++++ Document ++++
This rift between the Captain and his first mate’s baser natures spells doom for the crew.  The first time this happens is when Pollard wanted to “return to Nantucket for repairs” but his first mate “disagreed” and “urged that they continue on” even though “the captain’s will was normally the law of the ship” (Philbrick 43).  Look at it like a video game:  Round one, Pollard vs. Chase.  Chase uses cocky and experienced attack combo – Pollard uses Indecision.  Chase totally kicked his ass – round, set, match.  If this was Rockem Sockem Robots, Pollard’s head would have popped off.
++++
Required actions
(1) Return everything in the passage about Captain Pollard and his first mate from "This rift between" down to "have popped off.", word for word.
(2) Supply the next part of the passage about Captain Pollard and his first mate, starting after its final sentence.
++++ Provided material ++++
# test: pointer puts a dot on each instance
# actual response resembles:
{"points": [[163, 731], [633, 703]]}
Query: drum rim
++++
Answers for this exercise
(1)
This rift between the Captain and his first mate’s baser natures spells doom for the crew.  The first time this happens is when Pollard wanted to “return to Nantucket for repairs” but his first mate “disagreed” and “urged that they continue on” even though “the captain’s will was normally the law of the ship” (Philbrick 43).  Look at it like a video game:  Round one, Pollard vs. Chase.  Chase uses cocky and experienced attack combo – Pollard uses Indecision.  Chase totally kicked his ass – round, set, match.  If this was Rockem Sockem Robots, Pollard’s head would have popped off.

(2)
One of the most interesting things I think we talked about in class about this book was about humanizing the whale, and why that could have terrified Chase so much that it haunted him.  One of the things that humans seem to think makes us superior to animals is that we can express emotions and think critically.  In the novel, the whale hits the ship in the place where it would do the most damage almost like it decided to attack and calculated how to do so.  As a whaler, that would be a terrifying thought – as a hunter if your prey starts hunting you you’ve got a major problem, especially if the prey is that much bigger and stronger than you.  As a whaler the last thing you want is a mafia whale with a hit list coming after you to avenge his brother whales.  I think Hannah said it best when she said it would be like “West Side Story for whales”.  For me, a humanistic whale would be like someone trying to kill Babar the Elephant.  One of things that I think makes it so much more socially acceptable to kill animals than it is to kill another person is because we don’t see animals on the same plain as us.  If suddenly we see whales on the same plain as us, then it would be just as morally wrong to kill a whale as a human being.  It wouldn’t be killing for profit or oil, it would be murder.  For someone like Chase, morals intact at this point, that must have been a horrible thought to have.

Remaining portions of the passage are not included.